-->

Candi Borobudur

Candi Borobudur merupakan candi buddha terbesar di Indonesia yang terletak di magelang, jawa tengah. Candi Borobudur terletak di bukit Menoreh yang dikelilingi oleh tiga gunung besar yaitu Gunung Merbabu, Gunung Merapi, Gunung Sindoro dan Gunung Sumbing. Candi ini termasuk dalam warisan dunia yang ditetapkan oleh UNESCO. Bentuknya yang megah dan arsitekturnya yang unik membuat banyak wisatawan lokal maupun mancanegara datang kesini untuk berwisata maupun mempelajari candi Boroburur. Di dekat Candi Borobudur terdapat candi buddha lain yaitu Candi Mendut dan Candi Pawon yang termasuk dalam segitiga candi buddha dan merupakan tiga candi buddha unggulan di wilayah Magelang.

SEJARAH CANDI BOROBUDUR
Candi Borodurur ditemukan oleh HC. Cornelius atas perintah Sir Thomas Stamford Raffles pada tahun 1814. Selanjutnya pekerjaan penggalian candi borobudur diteruskan oleh Hotman, seorang arkeolog yang berasal dari Belanda dimana pada saat itu para arkeolog mencari tahu sejarah dari candi borobudur ini.

Candi Borobudur diyakini berasal dari masa Dinasti Syailendra Kerajaan Mataram Kuno dan diperkirakan didirikan pada tahun 800 M dan selesai dibangun pada tahun 825 M. Pembangunan Candi Borobudur baru diselesaikan pada masa pemerintahan Raja Samaratungga. Belum jelas mengenai bukti peninggalan sejarah Candi Borobudur dan hanya beberapa prasasti saja yang menyebutkan keberadaan Candi Borobudur.

Catatan dari kumpulan pelabelan titik
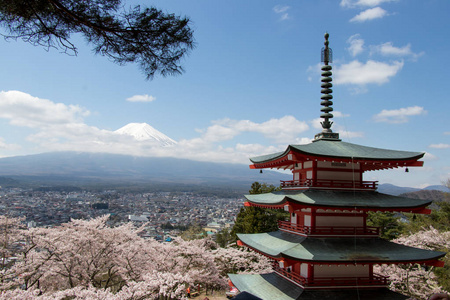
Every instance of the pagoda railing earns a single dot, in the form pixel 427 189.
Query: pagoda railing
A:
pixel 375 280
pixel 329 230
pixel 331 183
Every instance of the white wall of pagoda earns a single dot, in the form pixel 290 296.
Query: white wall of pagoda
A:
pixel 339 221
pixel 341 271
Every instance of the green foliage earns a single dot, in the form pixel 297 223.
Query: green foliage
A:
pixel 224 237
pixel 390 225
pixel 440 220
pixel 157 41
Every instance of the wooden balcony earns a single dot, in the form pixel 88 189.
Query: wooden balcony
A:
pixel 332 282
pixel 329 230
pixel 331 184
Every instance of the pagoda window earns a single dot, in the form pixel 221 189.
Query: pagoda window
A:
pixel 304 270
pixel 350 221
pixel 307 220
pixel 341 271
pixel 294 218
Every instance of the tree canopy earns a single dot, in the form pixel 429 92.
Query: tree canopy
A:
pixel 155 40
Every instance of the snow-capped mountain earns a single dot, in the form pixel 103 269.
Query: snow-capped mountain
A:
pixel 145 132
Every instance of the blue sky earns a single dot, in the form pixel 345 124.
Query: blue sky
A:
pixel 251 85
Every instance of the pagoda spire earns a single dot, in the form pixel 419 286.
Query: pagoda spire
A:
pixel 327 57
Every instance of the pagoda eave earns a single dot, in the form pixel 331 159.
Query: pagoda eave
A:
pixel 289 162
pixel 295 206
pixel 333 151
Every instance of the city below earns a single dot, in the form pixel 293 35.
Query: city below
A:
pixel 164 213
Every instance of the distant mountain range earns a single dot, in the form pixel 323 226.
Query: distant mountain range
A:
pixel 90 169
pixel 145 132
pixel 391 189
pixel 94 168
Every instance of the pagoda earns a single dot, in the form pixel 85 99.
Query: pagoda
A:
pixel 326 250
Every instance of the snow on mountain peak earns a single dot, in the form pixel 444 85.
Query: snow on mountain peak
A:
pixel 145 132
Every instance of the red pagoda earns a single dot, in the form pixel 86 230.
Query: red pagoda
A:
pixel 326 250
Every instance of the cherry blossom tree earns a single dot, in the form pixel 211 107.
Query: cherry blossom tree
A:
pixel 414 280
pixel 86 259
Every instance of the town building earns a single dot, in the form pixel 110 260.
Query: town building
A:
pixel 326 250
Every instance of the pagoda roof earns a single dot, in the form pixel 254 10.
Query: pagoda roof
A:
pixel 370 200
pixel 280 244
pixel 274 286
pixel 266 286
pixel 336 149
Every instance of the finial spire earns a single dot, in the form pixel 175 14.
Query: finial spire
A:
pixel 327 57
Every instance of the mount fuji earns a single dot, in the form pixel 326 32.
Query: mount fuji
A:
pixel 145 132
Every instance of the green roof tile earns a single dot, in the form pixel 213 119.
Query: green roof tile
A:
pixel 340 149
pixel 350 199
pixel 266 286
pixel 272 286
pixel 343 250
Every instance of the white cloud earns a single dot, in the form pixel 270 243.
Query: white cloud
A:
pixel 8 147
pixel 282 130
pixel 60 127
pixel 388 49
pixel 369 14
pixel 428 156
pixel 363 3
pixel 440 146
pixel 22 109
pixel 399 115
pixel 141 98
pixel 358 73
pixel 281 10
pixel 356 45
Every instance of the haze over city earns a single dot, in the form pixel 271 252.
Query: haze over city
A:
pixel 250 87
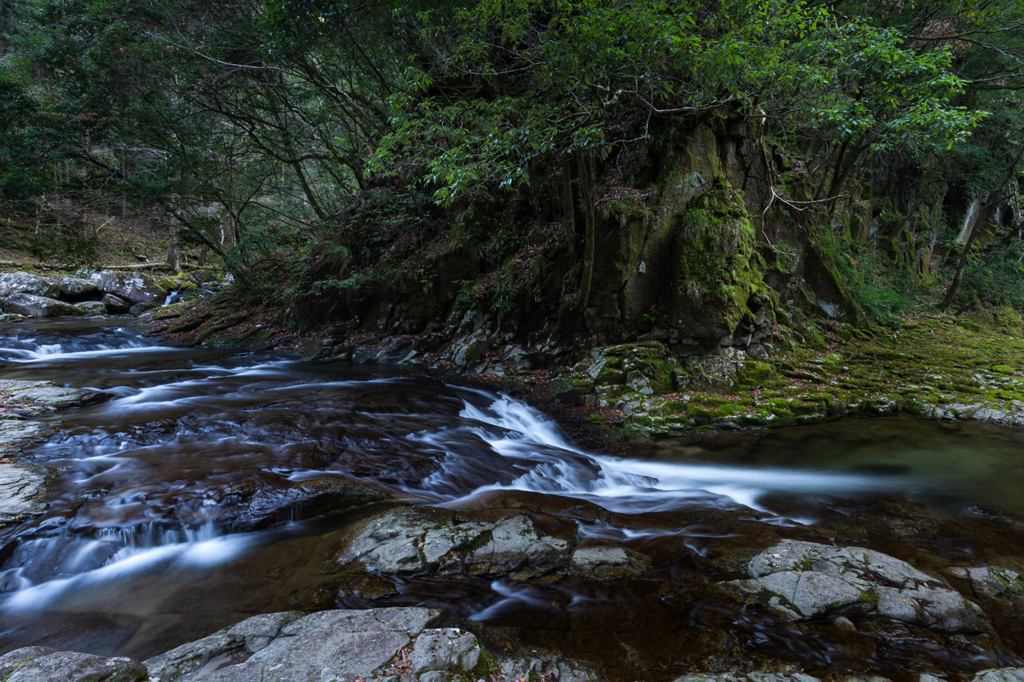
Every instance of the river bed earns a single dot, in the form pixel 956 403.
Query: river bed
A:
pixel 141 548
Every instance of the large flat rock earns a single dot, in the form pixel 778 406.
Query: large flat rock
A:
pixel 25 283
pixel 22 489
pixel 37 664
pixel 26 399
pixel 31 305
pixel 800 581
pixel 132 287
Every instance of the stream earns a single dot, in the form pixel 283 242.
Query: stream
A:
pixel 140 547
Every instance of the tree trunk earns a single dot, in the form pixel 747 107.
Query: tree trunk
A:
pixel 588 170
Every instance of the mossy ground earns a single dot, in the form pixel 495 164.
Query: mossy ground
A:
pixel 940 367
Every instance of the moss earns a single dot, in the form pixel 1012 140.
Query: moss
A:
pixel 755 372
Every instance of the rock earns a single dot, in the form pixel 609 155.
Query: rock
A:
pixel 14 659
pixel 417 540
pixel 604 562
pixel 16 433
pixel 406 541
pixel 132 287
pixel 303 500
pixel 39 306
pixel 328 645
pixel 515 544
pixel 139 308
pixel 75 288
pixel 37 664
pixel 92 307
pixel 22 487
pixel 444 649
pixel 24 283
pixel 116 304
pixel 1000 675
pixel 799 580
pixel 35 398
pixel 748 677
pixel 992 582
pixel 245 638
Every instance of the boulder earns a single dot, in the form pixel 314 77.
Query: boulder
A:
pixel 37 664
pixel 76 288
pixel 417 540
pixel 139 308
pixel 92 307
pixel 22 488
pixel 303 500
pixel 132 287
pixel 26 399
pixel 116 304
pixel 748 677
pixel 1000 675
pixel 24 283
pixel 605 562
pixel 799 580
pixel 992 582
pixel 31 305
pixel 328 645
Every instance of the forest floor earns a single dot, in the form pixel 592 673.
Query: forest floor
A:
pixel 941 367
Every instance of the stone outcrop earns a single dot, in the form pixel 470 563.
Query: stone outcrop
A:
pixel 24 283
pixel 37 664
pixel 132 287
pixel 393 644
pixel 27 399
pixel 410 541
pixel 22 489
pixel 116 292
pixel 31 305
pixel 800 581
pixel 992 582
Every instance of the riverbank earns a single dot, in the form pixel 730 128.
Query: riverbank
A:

▸ Instruksi Tertulis 1
Menurut teks tentang Candi Borobudur, pada masa pemerintahan raja siapa pembangunan candi itu diselesaikan?
▸ Instruksi Tertulis 2
Siapa saja tokoh yang namanya disebut dalam teks tentang Candi Borobudur? Sebutkan semuanya.
▸ Instruksi Tertulis 3
Tuliskan lanjutan teks tentang Candi Borobudur, dimulai setelah kalimat terakhirnya.

▸ Hasil Tugas 1
Raja Samaratungga.

▸ Hasil Tugas 2
HC. Cornelius, Sir Thomas Stamford Raffles, Hotman, Raja Samaratungga

▸ Hasil Tugas 3
Prasasti Sri Kahuluan yang berangka tahun 824 M menyebutkan kalimat “Kawulan i Bhumi Sambhara”. Kata Sambhara diperkirakan nama lain dari Borobudur. Poerbatjaraka seorang ahli sejarah dari Indonesia menganggap bahwa Borobudur berasal dari kata Biara Budur sedangkan Sir Thomas Stamford Raffles berpendapat bahwa Borobudur berasal dari kata Bara Budhur. Bara yang berarti besar dan Budhur yang berarti Buddha. Ada juga yang menyebutkan bahwa Borobudhur berasal dari kata bara dan beduhur. Bara berarti candi atau biara dan beduhur berarti perbukitan yang tinggi.

Borobudur diperkirakan dibangun pada tahun 750 M oleh Dinasti Syailendra Kerajaan Mataram yang menganut ajaran agama Buddha. Belum ada penjelasan mengenai bagaimana candi borobudur ini dibangun. Sudah banyak ilmuan dari penjuru dunia yang mempelajari Candi Borobudur, namun tidak ada satupun yang mampu mengungkap bagaimana candi ini dibangun, dari mana asal batu pada Candi Borobudur, dan alat apa yang dipergunakan untuk membangun candi yang sangat presisi dan rapih.

Tidak ada sumber yang menjelaskan kapan candi ini runtuh dan ditinggalkan para pengikutnya. Para ahli memperkirakan bahwa pada periode 950 M ketika terjadi letusan gunung merapi yang menyebabkan Candi Borobudur tertimbun debu vulkanik, saat itulah para pengikut buddha meninggalkan candi borobudur tepatnya ketika Mpu Sendok atau Sri Isyana Vikramadhammatunggadeva memindahkan pemerintaannuya dari Jawa Tengah ke Jawa Timur pada tahun 928 – 1006 M.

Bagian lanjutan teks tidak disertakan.